**What needs to be done**
In full and without alteration, transcribe the listing.
[[ Information provided, beginning ]]
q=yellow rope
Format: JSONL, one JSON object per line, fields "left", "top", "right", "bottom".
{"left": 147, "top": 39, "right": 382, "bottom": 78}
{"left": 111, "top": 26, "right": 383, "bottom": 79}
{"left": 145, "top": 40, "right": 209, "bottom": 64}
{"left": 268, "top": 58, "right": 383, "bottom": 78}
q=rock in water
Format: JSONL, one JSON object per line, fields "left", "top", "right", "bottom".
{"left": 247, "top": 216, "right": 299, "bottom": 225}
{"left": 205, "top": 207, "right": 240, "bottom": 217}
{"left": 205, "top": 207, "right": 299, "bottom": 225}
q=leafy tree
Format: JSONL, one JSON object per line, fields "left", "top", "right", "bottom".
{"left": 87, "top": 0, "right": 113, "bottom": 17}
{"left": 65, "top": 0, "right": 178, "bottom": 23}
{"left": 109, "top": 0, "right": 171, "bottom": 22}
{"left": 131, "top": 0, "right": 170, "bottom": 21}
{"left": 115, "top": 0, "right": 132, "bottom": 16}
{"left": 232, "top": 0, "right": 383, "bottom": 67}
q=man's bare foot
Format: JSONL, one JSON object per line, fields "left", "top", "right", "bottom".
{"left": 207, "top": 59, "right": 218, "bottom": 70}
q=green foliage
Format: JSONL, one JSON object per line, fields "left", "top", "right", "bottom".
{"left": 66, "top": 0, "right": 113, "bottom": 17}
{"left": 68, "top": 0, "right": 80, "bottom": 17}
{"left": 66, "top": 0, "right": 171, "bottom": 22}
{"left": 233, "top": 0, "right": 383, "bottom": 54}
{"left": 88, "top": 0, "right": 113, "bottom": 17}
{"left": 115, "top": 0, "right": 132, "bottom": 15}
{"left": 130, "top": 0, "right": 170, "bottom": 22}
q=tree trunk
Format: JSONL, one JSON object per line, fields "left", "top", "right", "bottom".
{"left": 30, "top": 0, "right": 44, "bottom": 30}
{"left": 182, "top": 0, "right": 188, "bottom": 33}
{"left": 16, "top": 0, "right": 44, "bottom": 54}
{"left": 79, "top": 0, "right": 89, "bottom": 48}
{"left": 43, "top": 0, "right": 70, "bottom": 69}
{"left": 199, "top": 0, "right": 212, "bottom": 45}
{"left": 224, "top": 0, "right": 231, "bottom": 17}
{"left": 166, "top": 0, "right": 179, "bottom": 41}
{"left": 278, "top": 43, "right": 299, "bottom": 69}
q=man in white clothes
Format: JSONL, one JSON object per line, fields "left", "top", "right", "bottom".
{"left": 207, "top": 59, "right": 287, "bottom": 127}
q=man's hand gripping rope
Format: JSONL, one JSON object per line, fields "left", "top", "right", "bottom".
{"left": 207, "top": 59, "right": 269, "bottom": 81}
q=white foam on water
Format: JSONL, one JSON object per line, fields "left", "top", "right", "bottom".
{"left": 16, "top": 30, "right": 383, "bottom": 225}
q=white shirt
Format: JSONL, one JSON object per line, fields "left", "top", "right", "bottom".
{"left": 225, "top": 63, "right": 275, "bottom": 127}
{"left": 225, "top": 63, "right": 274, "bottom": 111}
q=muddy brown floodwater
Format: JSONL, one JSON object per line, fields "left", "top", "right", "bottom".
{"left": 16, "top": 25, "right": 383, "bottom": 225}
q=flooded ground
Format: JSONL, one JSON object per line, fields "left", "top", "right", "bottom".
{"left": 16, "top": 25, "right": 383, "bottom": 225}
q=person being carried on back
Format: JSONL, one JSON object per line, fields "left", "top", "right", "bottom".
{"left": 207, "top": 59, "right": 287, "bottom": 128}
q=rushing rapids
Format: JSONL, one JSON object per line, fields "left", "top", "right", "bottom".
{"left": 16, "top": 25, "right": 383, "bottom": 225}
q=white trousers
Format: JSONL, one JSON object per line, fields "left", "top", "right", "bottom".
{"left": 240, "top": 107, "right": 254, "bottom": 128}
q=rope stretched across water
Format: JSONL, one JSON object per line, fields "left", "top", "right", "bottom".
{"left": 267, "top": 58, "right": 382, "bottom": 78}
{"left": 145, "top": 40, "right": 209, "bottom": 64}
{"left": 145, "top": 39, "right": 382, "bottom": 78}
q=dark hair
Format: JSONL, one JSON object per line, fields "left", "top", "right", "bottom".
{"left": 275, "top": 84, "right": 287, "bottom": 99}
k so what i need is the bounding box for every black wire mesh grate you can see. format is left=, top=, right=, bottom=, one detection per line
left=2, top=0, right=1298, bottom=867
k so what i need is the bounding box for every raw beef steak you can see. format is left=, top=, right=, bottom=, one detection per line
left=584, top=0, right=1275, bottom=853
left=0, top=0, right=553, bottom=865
[[ Information provided, end ]]
**Result**
q=yellow rope
Format: JSONL, one JSON object per line, fields "left", "top", "right", "bottom".
{"left": 147, "top": 39, "right": 382, "bottom": 78}
{"left": 111, "top": 26, "right": 383, "bottom": 79}
{"left": 145, "top": 40, "right": 209, "bottom": 64}
{"left": 268, "top": 58, "right": 383, "bottom": 78}
q=rock in water
Format: JSONL, one JSON object per line, fields "left", "top", "right", "bottom".
{"left": 247, "top": 216, "right": 299, "bottom": 225}
{"left": 205, "top": 207, "right": 240, "bottom": 217}
{"left": 205, "top": 207, "right": 299, "bottom": 225}
q=leafy tree
Format: JSONL, one JSON object per line, fields "left", "top", "right", "bottom".
{"left": 87, "top": 0, "right": 113, "bottom": 17}
{"left": 65, "top": 0, "right": 178, "bottom": 23}
{"left": 109, "top": 0, "right": 171, "bottom": 22}
{"left": 131, "top": 0, "right": 170, "bottom": 21}
{"left": 115, "top": 0, "right": 132, "bottom": 16}
{"left": 232, "top": 0, "right": 383, "bottom": 67}
q=man's bare foot
Format: JSONL, one JSON object per line, fields "left", "top", "right", "bottom".
{"left": 207, "top": 59, "right": 218, "bottom": 70}
q=green foliage
Format: JSONL, one JSON object per line, fields "left", "top", "right", "bottom".
{"left": 66, "top": 0, "right": 113, "bottom": 17}
{"left": 68, "top": 0, "right": 80, "bottom": 17}
{"left": 66, "top": 0, "right": 171, "bottom": 22}
{"left": 233, "top": 0, "right": 383, "bottom": 54}
{"left": 88, "top": 0, "right": 113, "bottom": 17}
{"left": 115, "top": 0, "right": 132, "bottom": 15}
{"left": 130, "top": 0, "right": 170, "bottom": 22}
q=tree trunk
Format: JSONL, one JSON object per line, fields "left", "top", "right", "bottom".
{"left": 30, "top": 0, "right": 44, "bottom": 30}
{"left": 182, "top": 0, "right": 188, "bottom": 33}
{"left": 16, "top": 0, "right": 44, "bottom": 54}
{"left": 79, "top": 0, "right": 89, "bottom": 48}
{"left": 43, "top": 0, "right": 70, "bottom": 69}
{"left": 199, "top": 0, "right": 212, "bottom": 45}
{"left": 224, "top": 0, "right": 231, "bottom": 17}
{"left": 166, "top": 0, "right": 179, "bottom": 41}
{"left": 278, "top": 43, "right": 299, "bottom": 69}
q=man in white clothes
Format: JSONL, one JSON object per line, fields "left", "top", "right", "bottom".
{"left": 207, "top": 59, "right": 287, "bottom": 127}
q=man's hand gripping rope
Format: JSONL, one JSON object per line, fields "left", "top", "right", "bottom".
{"left": 207, "top": 59, "right": 269, "bottom": 81}
q=white foam on water
Format: JSONL, one JSON object per line, fields "left", "top", "right", "bottom".
{"left": 16, "top": 30, "right": 383, "bottom": 225}
q=white shirt
Format: JSONL, one JSON object per line, fields "left", "top", "right", "bottom".
{"left": 225, "top": 63, "right": 275, "bottom": 127}
{"left": 225, "top": 63, "right": 274, "bottom": 111}
q=muddy brown floodwater
Format: JSONL, one JSON object per line, fields "left", "top", "right", "bottom".
{"left": 16, "top": 25, "right": 383, "bottom": 225}
q=flooded ground
Format: JSONL, one JSON object per line, fields "left", "top", "right", "bottom".
{"left": 16, "top": 25, "right": 383, "bottom": 225}
q=person being carried on back
Format: JSONL, one JSON object per line, fields "left", "top", "right", "bottom".
{"left": 207, "top": 59, "right": 287, "bottom": 128}
q=rushing rapids
Format: JSONL, one JSON object per line, fields "left", "top", "right", "bottom".
{"left": 16, "top": 25, "right": 383, "bottom": 225}
q=white trousers
Format: JSONL, one JSON object per line, fields "left", "top", "right", "bottom".
{"left": 240, "top": 107, "right": 254, "bottom": 128}
q=rope stretched across water
Format: JSONL, one JSON object per line, fields "left", "top", "right", "bottom".
{"left": 267, "top": 58, "right": 382, "bottom": 78}
{"left": 145, "top": 40, "right": 209, "bottom": 64}
{"left": 145, "top": 39, "right": 382, "bottom": 78}
q=dark hair
Format: JSONL, one JSON object per line, fields "left", "top", "right", "bottom".
{"left": 275, "top": 84, "right": 287, "bottom": 99}
k so what i need is the bounding box for every black wire mesh grate you can see. format is left=, top=, right=, bottom=, one detection per line
left=2, top=0, right=1298, bottom=867
k so what i need is the bounding box for every raw beef steak you can see. format is left=, top=, right=, bottom=, one detection per line
left=584, top=0, right=1275, bottom=853
left=0, top=0, right=553, bottom=865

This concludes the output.